---------- EXTRACTED TEXT

My mother has just absorbed 24 hour interim care of her elderly mother, who has a host of irreconcilable health issues and apparently marital ones too, as her husband of 47 years has basically abandoned her; only his form of abandonment far more abusive, for she has spent some time, years actually, shoved in dark room, served a cocktail of mind-numbing medicines with a splash of verbal abuse, while he trolls the town engaging in whatever it is he does. He refuses, however to abandon the house that was her mother’s or formally divorce her. The chariot of dysfunction that he travels on carries far more egregious baggage than I care to discuss here, and the pain he has inflicted seemingly irreversible.Therefore, she has remained a prisoner of sorts, not having the capacity to save herself.

--------------------
---------- DATA TO EXAMINE

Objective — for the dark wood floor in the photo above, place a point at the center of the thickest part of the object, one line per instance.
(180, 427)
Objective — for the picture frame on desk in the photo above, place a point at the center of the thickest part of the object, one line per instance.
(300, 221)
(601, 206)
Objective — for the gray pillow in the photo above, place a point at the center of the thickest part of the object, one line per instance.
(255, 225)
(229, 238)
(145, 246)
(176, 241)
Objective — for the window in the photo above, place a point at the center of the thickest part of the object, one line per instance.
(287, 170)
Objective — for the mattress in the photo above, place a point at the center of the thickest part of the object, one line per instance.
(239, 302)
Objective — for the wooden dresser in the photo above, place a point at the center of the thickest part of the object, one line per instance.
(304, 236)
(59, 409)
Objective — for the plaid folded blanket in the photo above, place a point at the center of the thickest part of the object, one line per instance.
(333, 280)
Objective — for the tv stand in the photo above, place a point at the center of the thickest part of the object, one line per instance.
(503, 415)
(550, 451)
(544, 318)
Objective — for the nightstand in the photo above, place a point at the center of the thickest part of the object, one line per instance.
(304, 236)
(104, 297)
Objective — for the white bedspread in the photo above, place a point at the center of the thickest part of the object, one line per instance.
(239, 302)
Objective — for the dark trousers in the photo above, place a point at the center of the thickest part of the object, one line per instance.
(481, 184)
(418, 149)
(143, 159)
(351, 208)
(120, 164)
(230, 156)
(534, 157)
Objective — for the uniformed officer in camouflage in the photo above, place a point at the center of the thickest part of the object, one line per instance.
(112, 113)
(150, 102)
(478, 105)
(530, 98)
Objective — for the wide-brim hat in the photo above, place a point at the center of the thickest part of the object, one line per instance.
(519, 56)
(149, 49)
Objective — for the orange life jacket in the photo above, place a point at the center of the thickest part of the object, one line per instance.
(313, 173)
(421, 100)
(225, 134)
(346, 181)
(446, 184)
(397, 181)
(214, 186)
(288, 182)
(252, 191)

--------------------

Using the account of the grandmother's situation above, explain why she has remained "a prisoner of sorts." Answer in one to three sentences.

She has remained a prisoner of sorts because she lacks the capacity to save herself. Her husband refuses to leave the house that was her mother's or to formally divorce her, and the pain he has inflicted seems irreversible.